Rewrite all of the rows below, request lines included, scaling every coordinate in the answers by 0.5 and rounding each result to a whole number, with halves rounded up.

--- START OF Exercise inputs ---

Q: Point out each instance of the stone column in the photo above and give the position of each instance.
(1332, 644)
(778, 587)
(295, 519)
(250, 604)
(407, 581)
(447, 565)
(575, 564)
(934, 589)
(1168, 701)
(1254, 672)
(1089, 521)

--- END OF Exercise inputs ---

**Written solution**.
Q: Point out each instance of the stone column in the photo above and give the position of each instance.
(666, 322)
(389, 294)
(148, 260)
(125, 302)
(204, 291)
(224, 283)
(288, 282)
(467, 295)
(584, 351)
(627, 336)
(545, 261)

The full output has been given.